> _Work required_
Edit the part of the data that opens with the line containing "of the young" and closes with the line containing "[[185, 219]]", replacing "fingers" with "fingertips" and changing nothing else. Give only those lines, and leave the pictures out of the answer.

** start of Stored rows **

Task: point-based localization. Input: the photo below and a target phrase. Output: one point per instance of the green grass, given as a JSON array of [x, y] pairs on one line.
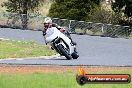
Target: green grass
[[49, 80], [19, 49]]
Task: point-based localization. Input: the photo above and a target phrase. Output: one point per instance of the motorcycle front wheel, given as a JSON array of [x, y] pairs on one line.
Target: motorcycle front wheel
[[64, 52]]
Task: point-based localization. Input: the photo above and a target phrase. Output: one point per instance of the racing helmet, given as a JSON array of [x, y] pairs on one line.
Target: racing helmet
[[47, 20]]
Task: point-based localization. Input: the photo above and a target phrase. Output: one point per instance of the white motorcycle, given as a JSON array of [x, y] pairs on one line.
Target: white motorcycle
[[61, 43]]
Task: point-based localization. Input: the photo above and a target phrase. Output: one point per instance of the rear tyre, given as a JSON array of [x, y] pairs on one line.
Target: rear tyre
[[75, 55], [64, 52]]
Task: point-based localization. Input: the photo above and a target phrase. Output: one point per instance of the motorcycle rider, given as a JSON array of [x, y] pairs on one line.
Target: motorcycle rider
[[48, 24]]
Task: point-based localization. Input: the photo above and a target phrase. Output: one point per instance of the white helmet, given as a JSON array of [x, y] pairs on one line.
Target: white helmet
[[47, 20]]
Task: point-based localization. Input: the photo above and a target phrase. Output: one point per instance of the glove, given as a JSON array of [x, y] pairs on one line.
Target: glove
[[44, 33]]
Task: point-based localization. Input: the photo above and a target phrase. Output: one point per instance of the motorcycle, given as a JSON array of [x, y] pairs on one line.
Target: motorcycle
[[61, 43]]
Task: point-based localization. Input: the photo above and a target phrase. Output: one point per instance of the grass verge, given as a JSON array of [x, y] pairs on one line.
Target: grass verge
[[55, 80], [20, 49]]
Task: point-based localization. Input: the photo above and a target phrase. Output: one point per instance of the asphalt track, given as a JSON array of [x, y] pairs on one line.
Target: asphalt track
[[93, 50]]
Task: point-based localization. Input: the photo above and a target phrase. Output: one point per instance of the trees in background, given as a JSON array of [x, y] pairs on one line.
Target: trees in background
[[72, 9], [21, 7], [123, 6]]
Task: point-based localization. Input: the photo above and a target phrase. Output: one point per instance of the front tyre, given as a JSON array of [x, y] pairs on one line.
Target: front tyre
[[64, 52]]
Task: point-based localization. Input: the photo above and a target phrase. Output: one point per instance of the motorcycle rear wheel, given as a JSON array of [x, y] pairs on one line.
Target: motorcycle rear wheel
[[64, 52]]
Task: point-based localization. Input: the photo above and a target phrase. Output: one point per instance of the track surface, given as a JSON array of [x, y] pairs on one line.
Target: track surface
[[93, 50]]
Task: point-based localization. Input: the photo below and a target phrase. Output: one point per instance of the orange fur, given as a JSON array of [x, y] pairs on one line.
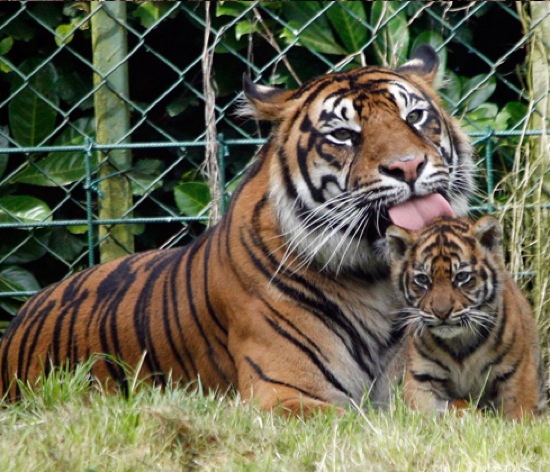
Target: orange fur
[[472, 335], [288, 298]]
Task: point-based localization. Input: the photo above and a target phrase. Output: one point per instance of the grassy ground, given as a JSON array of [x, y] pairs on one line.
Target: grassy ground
[[68, 426]]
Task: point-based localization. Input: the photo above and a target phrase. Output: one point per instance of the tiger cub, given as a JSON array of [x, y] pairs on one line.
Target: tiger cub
[[471, 332]]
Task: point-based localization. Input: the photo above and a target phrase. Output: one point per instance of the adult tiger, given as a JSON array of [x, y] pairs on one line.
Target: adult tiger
[[288, 297]]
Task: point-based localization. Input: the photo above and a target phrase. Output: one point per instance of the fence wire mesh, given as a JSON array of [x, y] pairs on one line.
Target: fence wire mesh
[[60, 155]]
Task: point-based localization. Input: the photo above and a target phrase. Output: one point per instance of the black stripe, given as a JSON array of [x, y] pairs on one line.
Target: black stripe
[[329, 376], [265, 378]]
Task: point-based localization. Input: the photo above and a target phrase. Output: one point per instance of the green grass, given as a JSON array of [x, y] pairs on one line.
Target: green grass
[[66, 425]]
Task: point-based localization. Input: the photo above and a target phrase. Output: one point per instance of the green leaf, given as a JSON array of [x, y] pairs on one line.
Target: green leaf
[[4, 143], [317, 35], [16, 279], [180, 104], [150, 13], [192, 197], [64, 34], [24, 209], [511, 116], [392, 43], [144, 175], [481, 118], [231, 8], [452, 89], [344, 17], [15, 250], [31, 118], [77, 229], [436, 41], [65, 245], [61, 168], [6, 45], [483, 90]]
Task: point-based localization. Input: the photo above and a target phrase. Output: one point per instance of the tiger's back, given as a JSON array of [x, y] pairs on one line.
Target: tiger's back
[[471, 332], [287, 297]]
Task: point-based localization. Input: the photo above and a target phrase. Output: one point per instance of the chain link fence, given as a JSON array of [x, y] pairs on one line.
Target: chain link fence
[[118, 131]]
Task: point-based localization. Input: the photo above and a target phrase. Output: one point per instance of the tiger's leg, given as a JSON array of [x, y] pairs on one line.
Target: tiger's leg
[[518, 393], [420, 394]]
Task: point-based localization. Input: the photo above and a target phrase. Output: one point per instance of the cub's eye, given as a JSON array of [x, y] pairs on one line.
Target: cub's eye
[[341, 136], [422, 280], [463, 277], [415, 116]]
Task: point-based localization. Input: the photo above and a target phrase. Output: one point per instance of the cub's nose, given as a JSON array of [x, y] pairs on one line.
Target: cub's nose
[[406, 169]]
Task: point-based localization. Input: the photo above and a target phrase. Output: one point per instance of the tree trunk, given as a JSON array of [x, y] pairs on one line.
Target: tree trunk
[[109, 50]]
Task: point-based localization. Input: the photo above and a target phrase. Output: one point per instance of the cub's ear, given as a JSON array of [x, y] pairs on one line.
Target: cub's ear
[[423, 63], [399, 241], [264, 102], [488, 232]]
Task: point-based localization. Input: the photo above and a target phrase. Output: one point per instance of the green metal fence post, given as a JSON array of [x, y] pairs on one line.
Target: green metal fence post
[[110, 57]]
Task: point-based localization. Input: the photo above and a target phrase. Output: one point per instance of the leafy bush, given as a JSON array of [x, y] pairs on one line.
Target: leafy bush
[[47, 100]]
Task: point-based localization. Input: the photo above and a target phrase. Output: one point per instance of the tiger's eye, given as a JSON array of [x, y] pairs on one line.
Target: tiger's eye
[[342, 134], [463, 277], [422, 280], [415, 116]]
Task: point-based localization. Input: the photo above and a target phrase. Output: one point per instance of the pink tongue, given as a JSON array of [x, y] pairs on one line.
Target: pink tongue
[[418, 212]]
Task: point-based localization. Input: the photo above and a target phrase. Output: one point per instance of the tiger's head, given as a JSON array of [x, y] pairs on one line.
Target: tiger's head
[[450, 275], [354, 151]]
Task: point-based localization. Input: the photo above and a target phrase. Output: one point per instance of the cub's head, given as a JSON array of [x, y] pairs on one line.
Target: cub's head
[[450, 275], [354, 151]]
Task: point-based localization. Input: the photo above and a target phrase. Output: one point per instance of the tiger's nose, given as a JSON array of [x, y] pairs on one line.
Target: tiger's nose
[[406, 169]]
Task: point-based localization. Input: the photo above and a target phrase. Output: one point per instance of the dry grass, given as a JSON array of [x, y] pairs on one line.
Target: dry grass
[[68, 426]]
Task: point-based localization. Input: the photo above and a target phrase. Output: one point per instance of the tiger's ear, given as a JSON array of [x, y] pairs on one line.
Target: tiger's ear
[[399, 241], [264, 102], [423, 63], [488, 232]]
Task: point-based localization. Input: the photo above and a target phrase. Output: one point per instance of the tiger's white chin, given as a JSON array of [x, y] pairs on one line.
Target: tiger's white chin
[[447, 331]]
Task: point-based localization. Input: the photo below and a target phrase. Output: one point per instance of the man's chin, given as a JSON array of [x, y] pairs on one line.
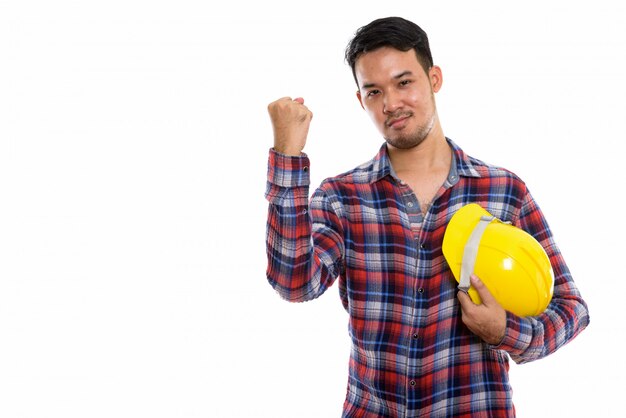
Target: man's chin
[[404, 143]]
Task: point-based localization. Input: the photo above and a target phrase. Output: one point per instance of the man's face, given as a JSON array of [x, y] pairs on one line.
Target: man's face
[[398, 95]]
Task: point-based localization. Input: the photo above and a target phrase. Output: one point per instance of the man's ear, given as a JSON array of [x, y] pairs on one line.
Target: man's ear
[[358, 96], [436, 78]]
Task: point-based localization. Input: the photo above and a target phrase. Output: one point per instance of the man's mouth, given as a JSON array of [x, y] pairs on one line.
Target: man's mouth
[[398, 121]]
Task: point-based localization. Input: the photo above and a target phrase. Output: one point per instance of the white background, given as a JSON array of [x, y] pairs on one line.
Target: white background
[[133, 150]]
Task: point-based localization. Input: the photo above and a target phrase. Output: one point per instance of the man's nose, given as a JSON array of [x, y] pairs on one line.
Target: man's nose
[[392, 102]]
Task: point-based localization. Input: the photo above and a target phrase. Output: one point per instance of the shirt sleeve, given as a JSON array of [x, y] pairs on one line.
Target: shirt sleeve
[[303, 240], [531, 338]]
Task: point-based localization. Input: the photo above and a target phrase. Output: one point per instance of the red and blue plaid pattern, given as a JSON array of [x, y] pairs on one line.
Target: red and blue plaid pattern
[[411, 354]]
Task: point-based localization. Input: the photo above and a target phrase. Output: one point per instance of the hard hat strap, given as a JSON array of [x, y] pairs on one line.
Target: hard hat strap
[[471, 251]]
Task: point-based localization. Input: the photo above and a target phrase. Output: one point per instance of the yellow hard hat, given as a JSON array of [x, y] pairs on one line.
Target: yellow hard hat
[[509, 261]]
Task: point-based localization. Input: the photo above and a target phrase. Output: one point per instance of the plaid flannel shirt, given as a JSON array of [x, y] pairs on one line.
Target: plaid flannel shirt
[[411, 354]]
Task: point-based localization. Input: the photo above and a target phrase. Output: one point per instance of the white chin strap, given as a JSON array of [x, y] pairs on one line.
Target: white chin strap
[[471, 251]]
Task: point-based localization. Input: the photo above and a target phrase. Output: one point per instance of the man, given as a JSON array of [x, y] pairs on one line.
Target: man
[[419, 347]]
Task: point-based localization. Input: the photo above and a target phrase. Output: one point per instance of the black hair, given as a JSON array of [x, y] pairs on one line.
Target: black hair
[[394, 32]]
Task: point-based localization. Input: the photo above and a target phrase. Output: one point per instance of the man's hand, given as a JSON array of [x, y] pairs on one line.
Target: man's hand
[[487, 320], [291, 120]]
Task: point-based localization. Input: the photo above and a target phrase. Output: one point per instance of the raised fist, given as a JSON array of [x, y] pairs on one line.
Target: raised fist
[[291, 120]]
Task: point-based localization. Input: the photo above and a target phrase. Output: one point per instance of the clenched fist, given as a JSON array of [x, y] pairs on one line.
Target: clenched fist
[[291, 120]]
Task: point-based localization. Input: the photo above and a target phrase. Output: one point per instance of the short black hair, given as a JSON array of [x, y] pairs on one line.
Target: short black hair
[[394, 32]]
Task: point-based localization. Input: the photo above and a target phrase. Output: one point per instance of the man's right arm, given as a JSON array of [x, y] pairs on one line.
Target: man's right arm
[[304, 244]]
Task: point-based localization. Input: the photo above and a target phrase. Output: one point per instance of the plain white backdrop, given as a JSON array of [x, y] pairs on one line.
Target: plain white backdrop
[[133, 150]]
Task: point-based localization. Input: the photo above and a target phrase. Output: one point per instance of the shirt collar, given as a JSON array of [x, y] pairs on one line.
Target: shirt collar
[[462, 165]]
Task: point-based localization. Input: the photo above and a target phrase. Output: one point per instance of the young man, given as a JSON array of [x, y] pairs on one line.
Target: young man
[[419, 347]]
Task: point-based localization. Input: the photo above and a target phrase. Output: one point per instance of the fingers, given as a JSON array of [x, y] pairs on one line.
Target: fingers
[[290, 121], [482, 290]]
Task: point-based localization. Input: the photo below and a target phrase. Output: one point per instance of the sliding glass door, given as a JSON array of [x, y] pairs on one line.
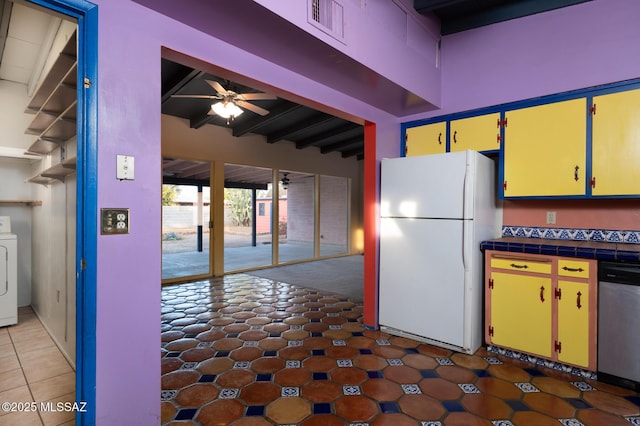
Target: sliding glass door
[[185, 219]]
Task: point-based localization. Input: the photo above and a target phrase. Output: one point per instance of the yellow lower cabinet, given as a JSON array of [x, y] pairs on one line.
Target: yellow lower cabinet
[[572, 345], [521, 312], [543, 305]]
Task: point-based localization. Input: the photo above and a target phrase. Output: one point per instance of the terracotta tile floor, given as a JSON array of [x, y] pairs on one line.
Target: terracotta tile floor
[[32, 368], [242, 350]]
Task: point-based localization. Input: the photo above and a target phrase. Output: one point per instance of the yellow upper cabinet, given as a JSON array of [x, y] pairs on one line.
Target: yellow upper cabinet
[[427, 139], [616, 143], [545, 150], [480, 133]]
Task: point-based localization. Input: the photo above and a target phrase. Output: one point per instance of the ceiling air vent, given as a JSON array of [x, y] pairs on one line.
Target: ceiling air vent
[[327, 15]]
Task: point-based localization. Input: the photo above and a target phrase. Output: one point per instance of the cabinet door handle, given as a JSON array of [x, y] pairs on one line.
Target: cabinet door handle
[[515, 265]]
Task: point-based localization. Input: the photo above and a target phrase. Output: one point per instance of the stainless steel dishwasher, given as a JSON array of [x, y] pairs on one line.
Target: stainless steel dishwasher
[[618, 319]]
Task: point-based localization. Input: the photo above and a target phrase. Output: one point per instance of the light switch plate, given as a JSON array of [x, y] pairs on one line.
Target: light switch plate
[[125, 167], [114, 221], [551, 218], [5, 224]]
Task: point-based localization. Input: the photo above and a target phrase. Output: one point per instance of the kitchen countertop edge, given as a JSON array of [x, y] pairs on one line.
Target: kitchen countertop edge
[[622, 252]]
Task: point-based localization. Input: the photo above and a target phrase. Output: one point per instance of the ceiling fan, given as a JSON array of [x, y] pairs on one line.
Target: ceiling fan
[[230, 102]]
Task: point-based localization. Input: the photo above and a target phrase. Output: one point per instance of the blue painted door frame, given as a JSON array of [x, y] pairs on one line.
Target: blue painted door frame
[[86, 15]]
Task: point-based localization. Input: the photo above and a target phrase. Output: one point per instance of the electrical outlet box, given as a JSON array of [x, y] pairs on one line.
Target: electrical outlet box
[[5, 224], [114, 221], [551, 218], [125, 167]]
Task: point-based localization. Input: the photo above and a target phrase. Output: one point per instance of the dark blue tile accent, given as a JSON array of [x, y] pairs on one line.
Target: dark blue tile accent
[[517, 405], [586, 252], [207, 378], [566, 251], [482, 373], [633, 399], [255, 410], [501, 246], [453, 406], [534, 372], [578, 403], [389, 407], [428, 374], [631, 256], [375, 374], [516, 247], [186, 414], [322, 408], [532, 248]]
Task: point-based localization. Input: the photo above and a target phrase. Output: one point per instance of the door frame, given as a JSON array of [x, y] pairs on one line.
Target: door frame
[[86, 16]]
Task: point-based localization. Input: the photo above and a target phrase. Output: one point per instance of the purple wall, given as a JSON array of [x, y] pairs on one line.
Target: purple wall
[[588, 44], [567, 49], [130, 39]]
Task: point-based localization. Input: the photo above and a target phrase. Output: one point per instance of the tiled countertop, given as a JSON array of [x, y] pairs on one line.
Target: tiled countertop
[[569, 248]]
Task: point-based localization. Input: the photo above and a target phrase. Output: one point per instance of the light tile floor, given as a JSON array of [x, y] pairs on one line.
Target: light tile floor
[[244, 350], [32, 369]]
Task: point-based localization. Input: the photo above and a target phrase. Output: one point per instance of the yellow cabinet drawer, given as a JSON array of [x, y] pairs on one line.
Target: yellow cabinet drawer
[[573, 268], [521, 264]]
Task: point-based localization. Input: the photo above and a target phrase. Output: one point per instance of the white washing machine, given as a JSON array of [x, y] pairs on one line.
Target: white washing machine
[[8, 279]]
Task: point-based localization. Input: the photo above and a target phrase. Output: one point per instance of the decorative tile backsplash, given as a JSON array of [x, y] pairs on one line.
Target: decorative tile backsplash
[[596, 235]]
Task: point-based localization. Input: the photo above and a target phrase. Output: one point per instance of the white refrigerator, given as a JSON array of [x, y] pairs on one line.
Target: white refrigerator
[[435, 210]]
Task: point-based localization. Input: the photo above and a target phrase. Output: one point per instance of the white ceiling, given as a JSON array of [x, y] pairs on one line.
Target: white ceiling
[[27, 40]]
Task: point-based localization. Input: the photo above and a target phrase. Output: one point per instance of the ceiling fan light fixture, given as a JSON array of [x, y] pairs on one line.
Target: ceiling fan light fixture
[[226, 109]]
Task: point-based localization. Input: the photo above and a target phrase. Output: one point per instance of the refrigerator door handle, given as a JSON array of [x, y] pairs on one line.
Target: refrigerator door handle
[[465, 184], [465, 248]]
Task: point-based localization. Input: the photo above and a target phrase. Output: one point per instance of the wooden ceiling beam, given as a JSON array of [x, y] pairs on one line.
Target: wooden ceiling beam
[[345, 128], [342, 144], [287, 132]]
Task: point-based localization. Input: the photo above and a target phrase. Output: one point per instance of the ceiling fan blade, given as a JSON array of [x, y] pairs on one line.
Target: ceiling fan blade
[[217, 87], [252, 107], [256, 96], [197, 96]]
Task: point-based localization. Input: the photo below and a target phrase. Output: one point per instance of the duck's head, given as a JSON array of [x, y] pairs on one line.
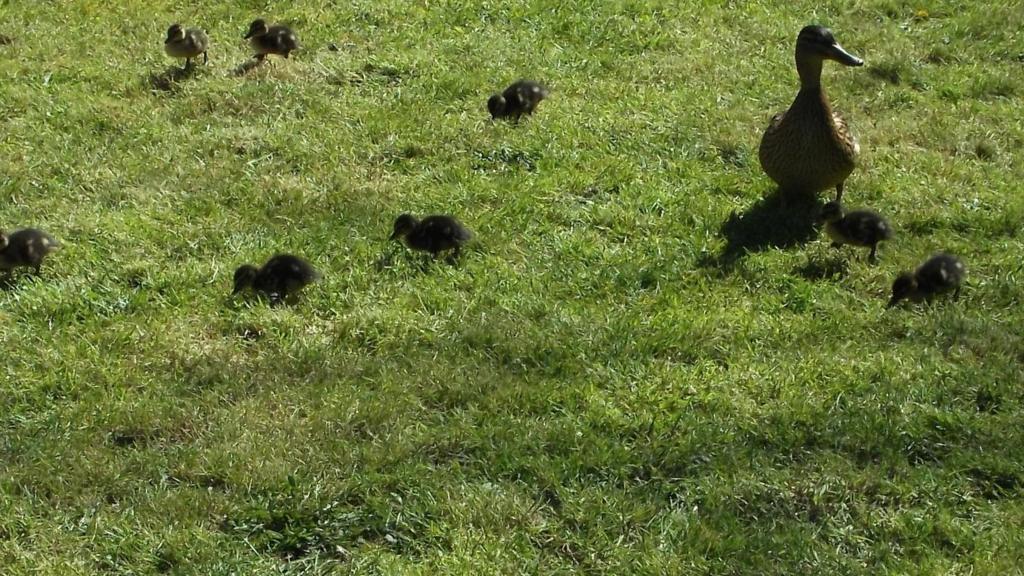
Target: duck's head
[[244, 278], [496, 106], [818, 43], [174, 34], [830, 212], [903, 286], [403, 224], [257, 28]]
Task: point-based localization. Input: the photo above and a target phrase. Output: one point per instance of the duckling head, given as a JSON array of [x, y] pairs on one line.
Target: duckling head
[[175, 34], [403, 224], [496, 106], [257, 28], [832, 212], [244, 278], [904, 285], [818, 43]]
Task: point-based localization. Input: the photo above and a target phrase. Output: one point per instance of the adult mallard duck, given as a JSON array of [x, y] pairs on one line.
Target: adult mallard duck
[[265, 40], [941, 274], [188, 44], [858, 228], [809, 148], [26, 248], [282, 276], [521, 97], [433, 234]]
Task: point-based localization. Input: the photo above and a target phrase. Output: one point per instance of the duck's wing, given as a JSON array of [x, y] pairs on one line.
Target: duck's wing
[[845, 134], [775, 122]]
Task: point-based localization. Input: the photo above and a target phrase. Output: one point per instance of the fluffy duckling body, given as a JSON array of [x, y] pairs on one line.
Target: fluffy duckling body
[[809, 148], [26, 248], [433, 234], [941, 274], [521, 97], [188, 44], [265, 40], [282, 276], [859, 228]]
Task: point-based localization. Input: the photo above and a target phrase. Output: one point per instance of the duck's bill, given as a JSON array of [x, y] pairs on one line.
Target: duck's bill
[[839, 54]]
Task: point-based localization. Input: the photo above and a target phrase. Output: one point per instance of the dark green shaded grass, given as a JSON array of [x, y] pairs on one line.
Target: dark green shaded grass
[[614, 379]]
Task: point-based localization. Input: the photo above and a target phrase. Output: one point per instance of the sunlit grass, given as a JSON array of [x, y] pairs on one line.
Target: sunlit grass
[[632, 371]]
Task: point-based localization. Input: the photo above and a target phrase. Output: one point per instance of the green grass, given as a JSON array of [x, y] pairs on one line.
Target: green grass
[[624, 375]]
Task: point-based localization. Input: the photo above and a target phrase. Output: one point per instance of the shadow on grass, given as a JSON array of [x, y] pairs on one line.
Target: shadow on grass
[[168, 80], [771, 222]]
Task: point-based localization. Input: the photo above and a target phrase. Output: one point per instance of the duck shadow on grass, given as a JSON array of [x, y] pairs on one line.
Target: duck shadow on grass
[[772, 222], [168, 80]]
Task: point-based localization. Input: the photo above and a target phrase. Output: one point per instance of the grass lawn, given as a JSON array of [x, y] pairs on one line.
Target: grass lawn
[[636, 369]]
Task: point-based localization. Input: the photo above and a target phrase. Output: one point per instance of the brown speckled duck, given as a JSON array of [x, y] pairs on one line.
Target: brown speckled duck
[[859, 228], [26, 248], [941, 274], [521, 97], [809, 148], [188, 44], [282, 276], [265, 40]]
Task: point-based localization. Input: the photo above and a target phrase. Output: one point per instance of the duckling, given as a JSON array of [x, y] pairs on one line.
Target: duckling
[[433, 234], [186, 44], [265, 40], [809, 148], [859, 228], [282, 276], [26, 248], [521, 97], [940, 274]]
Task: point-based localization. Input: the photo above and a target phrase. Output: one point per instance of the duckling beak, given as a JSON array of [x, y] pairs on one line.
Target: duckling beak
[[839, 54]]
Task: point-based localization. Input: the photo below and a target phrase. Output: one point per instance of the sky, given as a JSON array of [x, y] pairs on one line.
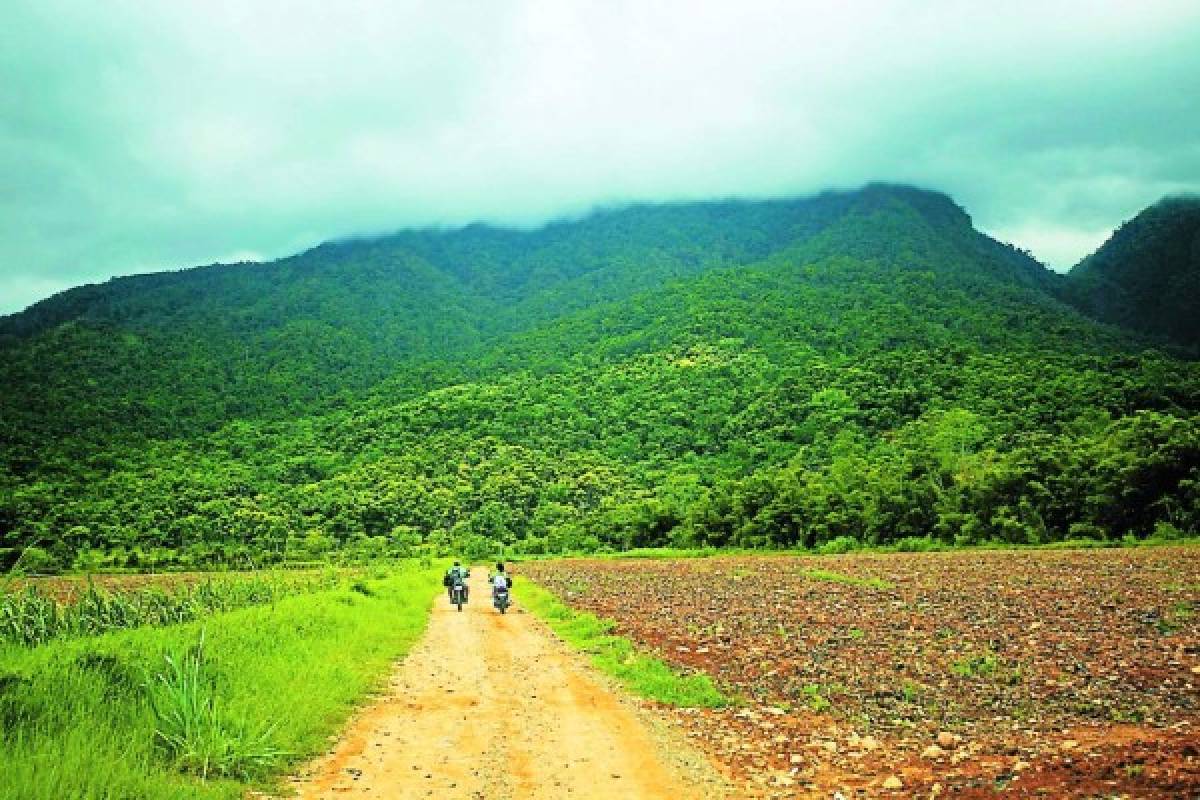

** end of Stored rows **

> _Solution for this task_
Task: point-based localization. Input: the photo above and a target phrase. Output: one point per instance of the young man, given as a JSON array of [x, y] pairs on one line.
Target: young man
[[419, 347]]
Task: point-based localization. Input: the photo above and a target phrase. Output: one point per instance of the fingertips, given as a JSON array of [x, y] pairs on one line.
Target: fingertips
[[290, 121], [482, 290]]
Task: point-based localization. Input: the photo below and a target phrase. Output: one point per instance of the sliding glass door, given as a JSON array of [x, y] pairs on one line.
Target: sliding glass door
[[185, 219]]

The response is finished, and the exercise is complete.